──────── Lesetext
Helle, Horst Jürgen

* 19. 7. 1934 (Hamburg), Studium, zunächst der Betriebswirtschaftslehre in Hamburg (Dipl.-Kfm. 1956), Rotterdam und Lawrence, Kansas (M.B.A. 1957), dann der Soziologie in Hamburg bei H. Schelsky (Dr. phil. 1959), daneben der Anglistik und der Psychologie. Fast dreijährige Berufstätigkeit als Industriekaufmann. Forschungsstipendium: ein Jahr Univ. of Chicago, Habil. für Soziologie 1967 in Hamburg, 1969 o. Prof. für Soziologie: RWTH Aachen, 1972 Wien, 1973 München.
────────────────
──────── Extrahierte Informationen
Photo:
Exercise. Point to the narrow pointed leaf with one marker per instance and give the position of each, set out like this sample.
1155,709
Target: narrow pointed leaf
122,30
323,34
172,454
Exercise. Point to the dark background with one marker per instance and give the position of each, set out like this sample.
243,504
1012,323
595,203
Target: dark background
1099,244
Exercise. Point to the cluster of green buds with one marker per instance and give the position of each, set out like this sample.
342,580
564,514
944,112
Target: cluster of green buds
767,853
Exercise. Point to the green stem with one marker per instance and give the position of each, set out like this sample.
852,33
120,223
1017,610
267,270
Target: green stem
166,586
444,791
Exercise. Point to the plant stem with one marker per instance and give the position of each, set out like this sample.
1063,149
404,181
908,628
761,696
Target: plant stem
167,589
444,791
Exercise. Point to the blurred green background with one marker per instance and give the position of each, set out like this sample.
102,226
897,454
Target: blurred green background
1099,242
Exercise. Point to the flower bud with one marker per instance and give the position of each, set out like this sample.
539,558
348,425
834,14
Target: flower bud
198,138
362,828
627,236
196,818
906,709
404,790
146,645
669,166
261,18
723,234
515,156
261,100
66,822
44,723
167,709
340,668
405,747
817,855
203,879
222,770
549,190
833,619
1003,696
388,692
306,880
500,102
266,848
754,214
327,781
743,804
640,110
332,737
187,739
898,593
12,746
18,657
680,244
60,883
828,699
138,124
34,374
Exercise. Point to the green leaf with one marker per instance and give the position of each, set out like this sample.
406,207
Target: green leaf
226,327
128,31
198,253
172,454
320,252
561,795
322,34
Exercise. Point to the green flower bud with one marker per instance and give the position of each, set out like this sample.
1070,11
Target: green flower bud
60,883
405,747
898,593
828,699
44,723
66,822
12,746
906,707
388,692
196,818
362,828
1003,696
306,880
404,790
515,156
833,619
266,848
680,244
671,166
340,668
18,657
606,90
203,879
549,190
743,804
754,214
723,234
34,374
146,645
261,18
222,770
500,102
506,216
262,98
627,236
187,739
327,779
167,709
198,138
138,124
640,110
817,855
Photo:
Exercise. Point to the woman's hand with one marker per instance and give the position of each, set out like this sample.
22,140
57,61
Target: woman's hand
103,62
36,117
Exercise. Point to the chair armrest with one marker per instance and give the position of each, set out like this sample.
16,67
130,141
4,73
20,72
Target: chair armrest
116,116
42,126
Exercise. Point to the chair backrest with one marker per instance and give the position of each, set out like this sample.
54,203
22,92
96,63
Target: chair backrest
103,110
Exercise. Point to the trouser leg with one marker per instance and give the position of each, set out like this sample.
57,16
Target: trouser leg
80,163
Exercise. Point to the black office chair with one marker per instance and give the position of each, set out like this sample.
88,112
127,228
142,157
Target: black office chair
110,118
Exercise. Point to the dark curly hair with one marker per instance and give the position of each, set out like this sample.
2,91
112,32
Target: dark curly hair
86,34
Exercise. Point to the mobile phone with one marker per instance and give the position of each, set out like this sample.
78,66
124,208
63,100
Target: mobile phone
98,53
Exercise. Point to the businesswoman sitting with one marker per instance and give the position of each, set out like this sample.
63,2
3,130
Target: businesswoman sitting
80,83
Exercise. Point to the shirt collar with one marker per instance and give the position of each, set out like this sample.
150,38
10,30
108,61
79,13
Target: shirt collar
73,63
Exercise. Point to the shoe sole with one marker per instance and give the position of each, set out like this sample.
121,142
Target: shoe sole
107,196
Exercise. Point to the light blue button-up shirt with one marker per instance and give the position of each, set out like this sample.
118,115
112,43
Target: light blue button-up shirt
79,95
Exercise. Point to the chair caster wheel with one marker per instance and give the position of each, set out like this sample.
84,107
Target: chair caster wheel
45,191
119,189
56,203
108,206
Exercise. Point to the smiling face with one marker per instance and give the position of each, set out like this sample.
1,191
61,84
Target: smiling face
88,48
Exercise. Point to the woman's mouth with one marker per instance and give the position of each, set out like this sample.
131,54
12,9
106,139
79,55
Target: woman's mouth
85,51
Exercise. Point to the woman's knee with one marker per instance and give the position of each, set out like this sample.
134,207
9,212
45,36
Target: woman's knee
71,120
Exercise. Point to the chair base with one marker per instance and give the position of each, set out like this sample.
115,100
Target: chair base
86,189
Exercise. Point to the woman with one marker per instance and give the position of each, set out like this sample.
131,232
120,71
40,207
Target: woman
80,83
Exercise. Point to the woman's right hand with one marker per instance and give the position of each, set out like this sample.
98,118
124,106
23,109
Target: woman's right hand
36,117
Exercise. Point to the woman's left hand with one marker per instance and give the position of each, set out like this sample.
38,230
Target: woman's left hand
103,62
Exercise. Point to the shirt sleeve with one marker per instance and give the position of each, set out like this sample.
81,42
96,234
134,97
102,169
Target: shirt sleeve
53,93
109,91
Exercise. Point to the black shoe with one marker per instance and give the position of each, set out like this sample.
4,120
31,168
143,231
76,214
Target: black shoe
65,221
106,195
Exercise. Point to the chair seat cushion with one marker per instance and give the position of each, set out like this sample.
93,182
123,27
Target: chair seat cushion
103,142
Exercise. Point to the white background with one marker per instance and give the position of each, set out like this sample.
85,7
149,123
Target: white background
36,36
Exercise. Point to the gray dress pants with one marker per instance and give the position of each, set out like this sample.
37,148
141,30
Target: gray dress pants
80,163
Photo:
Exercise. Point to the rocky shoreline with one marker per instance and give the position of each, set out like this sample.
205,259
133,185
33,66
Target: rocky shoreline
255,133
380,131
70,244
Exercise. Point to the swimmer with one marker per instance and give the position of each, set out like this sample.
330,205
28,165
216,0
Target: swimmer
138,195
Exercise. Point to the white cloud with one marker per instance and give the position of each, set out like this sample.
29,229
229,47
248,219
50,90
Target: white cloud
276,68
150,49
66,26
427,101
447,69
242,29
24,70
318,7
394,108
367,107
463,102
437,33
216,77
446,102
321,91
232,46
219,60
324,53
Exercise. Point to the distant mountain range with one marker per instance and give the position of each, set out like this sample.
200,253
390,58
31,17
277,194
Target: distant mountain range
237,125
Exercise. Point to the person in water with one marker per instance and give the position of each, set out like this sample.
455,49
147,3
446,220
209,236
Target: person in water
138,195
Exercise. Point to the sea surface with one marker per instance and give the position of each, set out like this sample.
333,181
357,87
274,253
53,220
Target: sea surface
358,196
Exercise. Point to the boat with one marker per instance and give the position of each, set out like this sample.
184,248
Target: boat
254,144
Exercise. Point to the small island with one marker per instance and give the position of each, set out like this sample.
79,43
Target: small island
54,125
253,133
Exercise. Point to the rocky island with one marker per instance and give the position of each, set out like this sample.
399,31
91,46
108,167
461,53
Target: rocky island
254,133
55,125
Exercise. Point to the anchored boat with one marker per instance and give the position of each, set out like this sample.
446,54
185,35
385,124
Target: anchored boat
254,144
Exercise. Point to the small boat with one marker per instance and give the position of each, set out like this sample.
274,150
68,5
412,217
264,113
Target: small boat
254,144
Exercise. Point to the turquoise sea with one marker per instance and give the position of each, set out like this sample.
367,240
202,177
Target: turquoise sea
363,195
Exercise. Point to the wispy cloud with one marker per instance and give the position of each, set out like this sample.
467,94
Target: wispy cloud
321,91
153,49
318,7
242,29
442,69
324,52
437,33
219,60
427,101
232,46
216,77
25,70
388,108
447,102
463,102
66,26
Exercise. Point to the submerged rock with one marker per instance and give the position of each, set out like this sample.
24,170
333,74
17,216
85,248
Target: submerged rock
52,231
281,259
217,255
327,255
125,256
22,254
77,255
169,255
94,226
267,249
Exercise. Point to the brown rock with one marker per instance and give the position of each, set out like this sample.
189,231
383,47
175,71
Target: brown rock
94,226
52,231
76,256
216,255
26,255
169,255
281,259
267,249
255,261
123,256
────────────────
▶ Was zu tun ist:
(a) Schreiben Sie aus dem Lesetext wortgetreu den Abschnitt von „Helle, Horst Jürgen“ bis „Wien, 1973 München.“ ab.
(b) Beantworten Sie anhand des Lesetextes die folgenden Fragen:
(i) In welchem Jahr schloss Horst Jürgen Helle das Studium der Betriebswirtschaftslehre in Hamburg als Dipl.-Kfm. ab?
(ii) An welcher Universität verbrachte er mit einem Forschungsstipendium ein Jahr?
(iii) In welcher Stadt wurde er 1973 Professor für Soziologie?

▶ Die Lösungen:
(a)
Helle, Horst Jürgen

* 19. 7. 1934 (Hamburg), Studium, zunächst der Betriebswirtschaftslehre in Hamburg (Dipl.-Kfm. 1956), Rotterdam und Lawrence, Kansas (M.B.A. 1957), dann der Soziologie in Hamburg bei H. Schelsky (Dr. phil. 1959), daneben der Anglistik und der Psychologie. Fast dreijährige Berufstätigkeit als Industriekaufmann. Forschungsstipendium: ein Jahr Univ. of Chicago, Habil. für Soziologie 1967 in Hamburg, 1969 o. Prof. für Soziologie: RWTH Aachen, 1972 Wien, 1973 München.

(b)
(i) Er schloss es im Jahr 1956 ab.
(ii) Er verbrachte das Jahr an der Univ. of Chicago.
(iii) Er wurde 1973 in München Professor für Soziologie.